• _Task instructions_: Set down the material exactly as given, please, from its first line through the line that includes "Target: volcanic rock".

----------------------------------------

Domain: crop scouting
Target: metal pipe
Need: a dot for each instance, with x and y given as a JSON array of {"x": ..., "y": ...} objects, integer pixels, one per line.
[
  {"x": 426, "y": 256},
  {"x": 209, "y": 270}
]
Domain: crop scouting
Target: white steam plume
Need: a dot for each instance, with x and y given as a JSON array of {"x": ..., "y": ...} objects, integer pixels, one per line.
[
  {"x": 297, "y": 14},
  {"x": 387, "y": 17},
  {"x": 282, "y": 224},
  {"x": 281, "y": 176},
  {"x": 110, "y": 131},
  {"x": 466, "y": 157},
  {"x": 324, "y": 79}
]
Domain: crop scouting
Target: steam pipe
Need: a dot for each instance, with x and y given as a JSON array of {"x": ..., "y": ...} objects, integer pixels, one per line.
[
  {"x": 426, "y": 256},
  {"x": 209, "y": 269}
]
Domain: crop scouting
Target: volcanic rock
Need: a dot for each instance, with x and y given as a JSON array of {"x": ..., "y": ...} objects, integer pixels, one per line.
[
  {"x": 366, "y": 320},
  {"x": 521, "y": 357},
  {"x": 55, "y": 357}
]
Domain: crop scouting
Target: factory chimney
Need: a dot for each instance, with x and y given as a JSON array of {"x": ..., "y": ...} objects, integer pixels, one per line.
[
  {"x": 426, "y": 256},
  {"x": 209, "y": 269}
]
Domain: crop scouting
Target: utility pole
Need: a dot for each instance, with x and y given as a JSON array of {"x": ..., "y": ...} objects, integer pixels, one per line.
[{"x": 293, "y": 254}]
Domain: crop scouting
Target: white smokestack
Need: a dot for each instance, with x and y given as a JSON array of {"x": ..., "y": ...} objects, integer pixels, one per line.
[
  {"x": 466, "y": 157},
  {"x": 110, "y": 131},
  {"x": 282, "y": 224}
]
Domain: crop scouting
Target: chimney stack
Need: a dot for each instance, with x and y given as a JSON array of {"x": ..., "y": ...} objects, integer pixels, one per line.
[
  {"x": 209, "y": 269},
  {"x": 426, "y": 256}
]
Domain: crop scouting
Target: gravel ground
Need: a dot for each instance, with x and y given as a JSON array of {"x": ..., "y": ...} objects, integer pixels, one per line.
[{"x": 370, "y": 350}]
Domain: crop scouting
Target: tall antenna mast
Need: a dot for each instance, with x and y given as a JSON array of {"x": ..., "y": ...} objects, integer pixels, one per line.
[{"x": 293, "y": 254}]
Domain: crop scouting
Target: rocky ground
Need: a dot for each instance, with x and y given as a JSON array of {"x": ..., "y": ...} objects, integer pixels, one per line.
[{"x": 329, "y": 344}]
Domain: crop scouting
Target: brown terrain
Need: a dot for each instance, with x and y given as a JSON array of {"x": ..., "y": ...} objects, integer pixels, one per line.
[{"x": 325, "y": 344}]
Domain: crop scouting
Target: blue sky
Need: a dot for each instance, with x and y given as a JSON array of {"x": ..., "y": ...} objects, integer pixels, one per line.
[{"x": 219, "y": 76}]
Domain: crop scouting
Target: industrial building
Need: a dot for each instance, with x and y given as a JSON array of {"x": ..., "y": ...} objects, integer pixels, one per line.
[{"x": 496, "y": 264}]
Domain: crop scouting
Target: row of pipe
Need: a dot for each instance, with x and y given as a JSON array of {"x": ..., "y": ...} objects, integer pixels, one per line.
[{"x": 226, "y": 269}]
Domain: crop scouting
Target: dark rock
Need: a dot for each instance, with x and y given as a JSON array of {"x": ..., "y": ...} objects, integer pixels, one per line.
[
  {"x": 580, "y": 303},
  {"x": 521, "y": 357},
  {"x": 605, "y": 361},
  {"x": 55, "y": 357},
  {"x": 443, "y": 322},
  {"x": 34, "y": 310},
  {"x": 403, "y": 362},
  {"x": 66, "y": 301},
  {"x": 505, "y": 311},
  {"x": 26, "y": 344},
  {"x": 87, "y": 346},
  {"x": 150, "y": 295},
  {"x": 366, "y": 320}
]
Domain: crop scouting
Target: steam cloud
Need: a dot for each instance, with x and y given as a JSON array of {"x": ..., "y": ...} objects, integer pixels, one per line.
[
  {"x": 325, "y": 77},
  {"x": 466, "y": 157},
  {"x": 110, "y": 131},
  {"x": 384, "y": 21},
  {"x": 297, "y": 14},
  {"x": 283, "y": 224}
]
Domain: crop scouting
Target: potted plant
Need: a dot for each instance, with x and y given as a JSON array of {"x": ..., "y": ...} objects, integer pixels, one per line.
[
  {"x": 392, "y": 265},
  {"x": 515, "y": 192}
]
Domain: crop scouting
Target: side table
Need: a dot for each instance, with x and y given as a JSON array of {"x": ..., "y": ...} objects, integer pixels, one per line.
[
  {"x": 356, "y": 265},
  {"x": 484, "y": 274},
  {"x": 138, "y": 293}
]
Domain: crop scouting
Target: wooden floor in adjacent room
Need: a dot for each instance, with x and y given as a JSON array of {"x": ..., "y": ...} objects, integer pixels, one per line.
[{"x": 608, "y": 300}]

----------------------------------------

• _Answer to this exercise_:
Domain: crop scouting
Target: metal pipe
Need: a dot for each instance, with x and y given as a JSON array of {"x": ..., "y": ...} objects, integer pixels, one per line.
[
  {"x": 426, "y": 256},
  {"x": 209, "y": 270}
]
Domain: crop scouting
Target: white steam plume
Need: a dot for each instance, with x and y given as a JSON array of {"x": ..., "y": ...} objects, integer pixels, one per line.
[
  {"x": 297, "y": 14},
  {"x": 387, "y": 17},
  {"x": 282, "y": 224},
  {"x": 281, "y": 176},
  {"x": 110, "y": 131},
  {"x": 466, "y": 157},
  {"x": 324, "y": 79}
]
Domain: crop scouting
Target: steam pipe
Need: a dot for each instance, with x and y given as a JSON array of {"x": ..., "y": ...} objects, integer pixels, one per line.
[
  {"x": 426, "y": 256},
  {"x": 209, "y": 269}
]
Domain: crop scouting
Target: volcanic rock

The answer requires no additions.